Dans le microcosme qu’est l’édition, tout le monde se connaît à ce niveau de responsabilité, et on a vite fait de repérer les compétences et les performances des uns et des autres. D’où des débauchages, suivis de jeux de chaises musicales… C’est ainsi qu’en 2005 Rizzoli, alors actionnaire de Flammarion, avait débauché Teresa Cremisi qui était numéro deux de Gallimard. En 2011, Gallimard est allé chercher Béatrice Duval aux Presses de la Cité pour lui confier la direction de sa filiale Denoël après le départ d’Olivier Rubinstein. Pour succéder à Henry Dougier à la tête d’Autrement en 2011, Gilles Haéri, directeur général de Flammarion (propriétaire de la maison) a appelé Emmanuelle Vial, alors directrice de Points, filiale poche du Seuil et directrice de Seuil policiers. «Nous avions commencé ensemble dans l’édition il y a quinze ans avec Gilles Haéri, rappelle Emmanuelle Vial. Nous étions dans la pépinière "jeunes cadres" du groupe CEP Communication. »
L’ADN éditeur.
Connaissances et réseaux professionnels sont donc primordiaux dans le milieu éditorial, qui fait moins appel aujourd’hui directement à des cabinets de recrutement, mais a recours à leur expertise pour confirmer des choix, surtout quand les enjeux financiers sont importants. « Il n’y a pas énormément de mouvement, souligne Danielle Hubert. Quand on me donne des noms, on retombe toujours un peu sur les mêmes personnes. Et on peut rarement se permettre de faire appel à des gens hors de l’édition, sauf pour des secteurs spécifiques comme l’informatique ou le pratique. » Il est en effet extrêmement rare qu’un patron de maison littéraire vienne d’une tout autre planète. Et si l’on recrute en dehors, c’est pour des fonctions d’organisation de l’entreprise, comme Alexandre de Palmas, tout nouveau directeur général de Madrigall (la holding qui contrôle les groupes Gallimard et Flammarion), énarque venu du Groupe Clear Channel et de Casino Développement. «Dans d’autres secteurs d’activité, on voit tous les jours un dirigeant de l’hôtellerie passer dans les télécom, et s’adapter très rapidement. Dans l’édition, ce n’est pas possible, constate Dominique Caloni, DRH de La Martinière-Le Seuil. L’ADN éditeur est très important. Vous ne pouvez pas mettre un contrôleur de gestion à la tête d’une maison d’édition de littérature générale. Un patron, c’est forcément un éditeur, mais qui doit avoir une expérience de management. » Publier ne suffit pas, il faut aussi diriger la maison. « Lorsque l’on pense à promouvoir un directeur éditorial à un poste de direction générale, on bute très vite sur la question de l’encadrement, explique Danielle Hubert. Un très bon directeur éditorial encadre au maximum quinze personnes, alors qu’un directeur général va souvent avoir une centaine de personnes sous ses ordres. » Aujourd’hui, ces exigences se doublent d’une nouvelle donne : «Il faut des gens qui aient une vision stratégique, et qui aient la capacité à comprendre les enjeux du numérique, à voir le numérique comme un levier de développement. Ceux qui le voient comme un mal nécessaire n’ont aucune chance de réussir », tranche Marie-Annick Flambard-Guy.

....

D'après l'extrait sur le recrutement dans l'édition, pourquoi la promotion d'un directeur éditorial à un poste de direction générale bute-t-elle vite sur la question de l'encadrement ?

# [Données affichées]
....

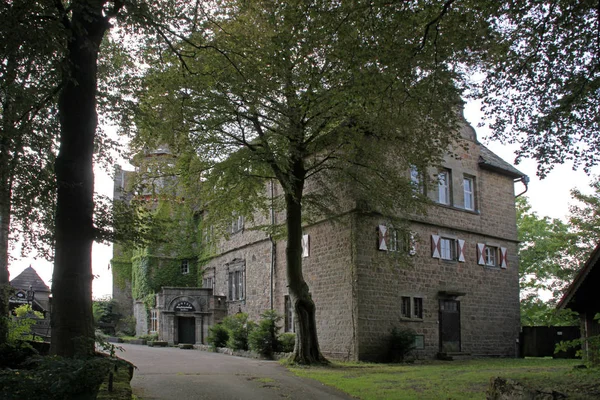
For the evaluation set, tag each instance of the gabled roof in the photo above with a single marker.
(489, 160)
(29, 278)
(582, 285)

....

# [Réponse complète]
Un très bon directeur éditorial encadre au maximum quinze personnes, alors qu'un directeur général a souvent une centaine de personnes sous ses ordres. Or, pour diriger une maison, publier ne suffit pas : il faut aussi une expérience de management.